## Task description
Return copies of the lines below that mention "instance".

## Material for this exercise
┌──

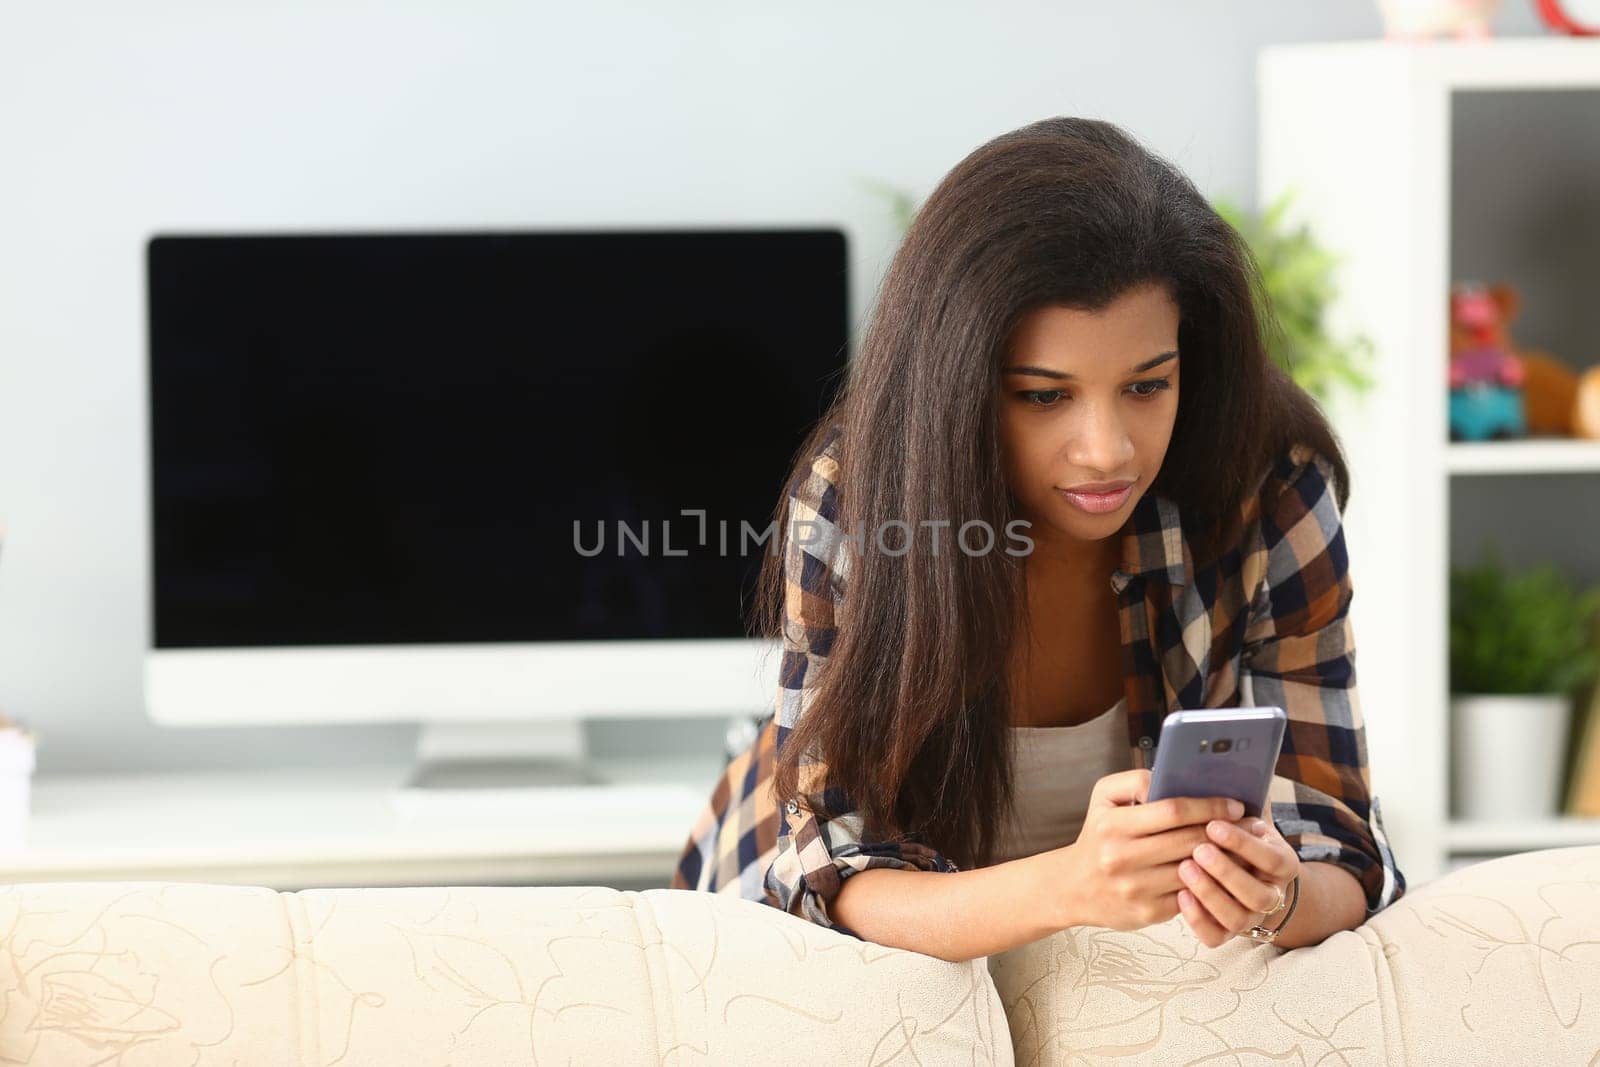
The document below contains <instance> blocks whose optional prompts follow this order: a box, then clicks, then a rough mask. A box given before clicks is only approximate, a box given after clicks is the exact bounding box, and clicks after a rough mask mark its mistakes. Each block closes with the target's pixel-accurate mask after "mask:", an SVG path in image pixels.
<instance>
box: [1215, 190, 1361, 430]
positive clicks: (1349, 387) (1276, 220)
mask: <svg viewBox="0 0 1600 1067" xmlns="http://www.w3.org/2000/svg"><path fill="white" fill-rule="evenodd" d="M1296 195H1298V194H1296V190H1293V189H1288V190H1285V192H1283V194H1280V195H1278V198H1277V200H1274V202H1272V203H1269V205H1267V208H1266V210H1264V211H1261V213H1259V214H1253V213H1246V211H1243V210H1240V208H1238V206H1237V205H1234V203H1232V202H1230V200H1227V198H1226V197H1213V200H1211V206H1213V208H1214V210H1216V213H1218V214H1221V216H1222V219H1224V221H1226V222H1227V224H1229V226H1232V227H1234V229H1235V230H1238V232H1240V235H1242V237H1243V238H1245V243H1246V245H1248V246H1250V253H1251V256H1253V258H1254V259H1256V267H1258V269H1259V270H1261V282H1262V288H1264V290H1266V293H1264V296H1266V302H1267V304H1269V306H1270V307H1267V309H1261V310H1262V312H1264V314H1262V323H1266V325H1267V354H1269V355H1270V357H1272V360H1274V362H1275V363H1277V365H1278V366H1282V368H1283V370H1286V371H1288V373H1290V378H1293V379H1294V381H1296V384H1299V387H1301V389H1304V390H1306V392H1309V394H1310V395H1312V397H1315V398H1317V400H1318V402H1320V403H1323V405H1326V403H1328V400H1330V398H1331V397H1333V395H1334V392H1336V390H1339V389H1346V390H1349V392H1352V394H1357V395H1358V394H1365V392H1366V390H1368V389H1371V387H1373V378H1371V374H1370V370H1371V358H1373V342H1371V339H1370V338H1366V336H1365V334H1357V336H1354V338H1349V339H1341V338H1336V336H1333V333H1330V330H1328V325H1326V312H1328V307H1330V306H1331V304H1333V301H1334V298H1336V296H1338V294H1339V290H1338V286H1336V285H1334V280H1333V272H1334V267H1338V266H1339V259H1338V256H1334V254H1333V253H1330V251H1328V250H1326V248H1323V246H1322V243H1320V242H1318V240H1317V237H1315V235H1314V234H1312V232H1310V227H1309V226H1306V224H1304V222H1302V224H1299V226H1288V224H1286V222H1285V216H1286V213H1288V208H1290V203H1291V202H1293V200H1294V197H1296ZM1266 312H1270V314H1266Z"/></svg>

└──

## Your response
The document below contains <instance> blocks whose optional prompts follow this order: a box, then clicks, then a rough mask. A box given before clicks is only approximate, a box given after clicks is the exact bounding box, and clicks after a rough mask mark its mistakes. Each block closes with the target's pixel-accurate mask after "mask:", an SVG path in image pixels.
<instance>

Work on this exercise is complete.